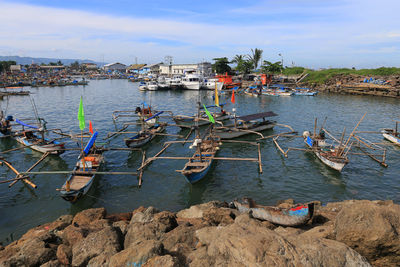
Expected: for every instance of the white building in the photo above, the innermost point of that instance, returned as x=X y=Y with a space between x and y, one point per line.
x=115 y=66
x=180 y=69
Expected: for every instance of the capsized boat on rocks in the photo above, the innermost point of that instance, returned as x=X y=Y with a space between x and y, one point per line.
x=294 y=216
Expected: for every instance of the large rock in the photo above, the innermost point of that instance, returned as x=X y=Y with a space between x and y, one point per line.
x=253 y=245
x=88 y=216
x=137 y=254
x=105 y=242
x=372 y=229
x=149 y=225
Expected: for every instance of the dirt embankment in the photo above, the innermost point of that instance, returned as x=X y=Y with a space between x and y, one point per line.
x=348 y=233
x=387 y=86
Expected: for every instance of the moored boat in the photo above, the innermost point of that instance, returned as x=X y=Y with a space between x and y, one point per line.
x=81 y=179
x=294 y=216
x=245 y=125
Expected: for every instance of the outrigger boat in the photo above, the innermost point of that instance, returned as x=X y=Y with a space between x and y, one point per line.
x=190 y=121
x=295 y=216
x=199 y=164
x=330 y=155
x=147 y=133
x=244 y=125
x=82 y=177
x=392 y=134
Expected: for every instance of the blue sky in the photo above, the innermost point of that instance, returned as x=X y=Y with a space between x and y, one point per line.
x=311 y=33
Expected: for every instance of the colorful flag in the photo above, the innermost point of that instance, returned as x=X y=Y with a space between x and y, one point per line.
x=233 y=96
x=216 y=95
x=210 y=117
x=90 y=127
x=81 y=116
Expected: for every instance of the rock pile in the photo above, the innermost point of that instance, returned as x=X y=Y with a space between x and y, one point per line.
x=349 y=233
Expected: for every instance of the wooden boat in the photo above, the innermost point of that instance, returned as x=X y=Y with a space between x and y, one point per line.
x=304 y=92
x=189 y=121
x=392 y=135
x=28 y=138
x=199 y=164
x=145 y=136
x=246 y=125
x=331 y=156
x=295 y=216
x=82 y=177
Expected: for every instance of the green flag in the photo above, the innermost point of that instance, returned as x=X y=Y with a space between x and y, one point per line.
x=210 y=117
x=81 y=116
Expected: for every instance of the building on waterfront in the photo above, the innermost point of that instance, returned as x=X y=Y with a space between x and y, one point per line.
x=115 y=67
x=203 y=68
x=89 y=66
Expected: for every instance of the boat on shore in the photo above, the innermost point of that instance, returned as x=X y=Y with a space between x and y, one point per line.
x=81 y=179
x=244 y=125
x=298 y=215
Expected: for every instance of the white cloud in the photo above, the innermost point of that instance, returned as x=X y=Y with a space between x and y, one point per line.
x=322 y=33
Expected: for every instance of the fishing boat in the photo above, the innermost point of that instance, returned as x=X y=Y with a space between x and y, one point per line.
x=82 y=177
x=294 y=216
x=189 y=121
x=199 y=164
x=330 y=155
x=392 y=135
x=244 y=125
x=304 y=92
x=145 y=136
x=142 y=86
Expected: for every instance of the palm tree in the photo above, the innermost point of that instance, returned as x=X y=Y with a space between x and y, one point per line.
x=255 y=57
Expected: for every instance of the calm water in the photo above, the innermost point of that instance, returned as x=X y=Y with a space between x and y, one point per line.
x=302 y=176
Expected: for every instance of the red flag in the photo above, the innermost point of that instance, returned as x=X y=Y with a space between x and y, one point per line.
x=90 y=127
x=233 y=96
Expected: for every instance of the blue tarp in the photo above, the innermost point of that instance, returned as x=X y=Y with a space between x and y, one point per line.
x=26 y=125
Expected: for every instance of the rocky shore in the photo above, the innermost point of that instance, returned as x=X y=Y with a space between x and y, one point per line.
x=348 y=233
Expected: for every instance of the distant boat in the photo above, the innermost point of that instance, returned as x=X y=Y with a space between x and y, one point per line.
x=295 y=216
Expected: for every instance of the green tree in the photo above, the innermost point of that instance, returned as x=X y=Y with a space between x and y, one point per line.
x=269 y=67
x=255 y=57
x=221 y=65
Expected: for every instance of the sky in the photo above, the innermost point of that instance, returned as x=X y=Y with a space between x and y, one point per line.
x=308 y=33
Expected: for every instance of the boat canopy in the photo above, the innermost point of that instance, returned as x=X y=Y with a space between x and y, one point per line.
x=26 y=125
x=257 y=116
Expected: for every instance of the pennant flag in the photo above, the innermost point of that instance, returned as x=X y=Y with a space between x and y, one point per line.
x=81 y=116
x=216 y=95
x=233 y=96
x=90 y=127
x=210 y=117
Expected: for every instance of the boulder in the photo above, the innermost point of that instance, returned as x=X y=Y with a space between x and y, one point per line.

---

= REQUIREMENTS =
Rewrite the items from the line containing "Expected: for every instance of the sky" through the line containing "x=257 y=116", keeping every line, the requests included, and add 108 to each x and y coordinate in the answers.

= RESULT =
Expected: for every instance of the sky in the photo above, the innermost point of that instance, returned as x=X y=Y with a space between x and y, one point per line.
x=416 y=141
Expected: for every instance of the boat canopy in the photo above, the innermost point of that instance, returned as x=X y=Y with a space between x and y, one point per line.
x=134 y=233
x=365 y=224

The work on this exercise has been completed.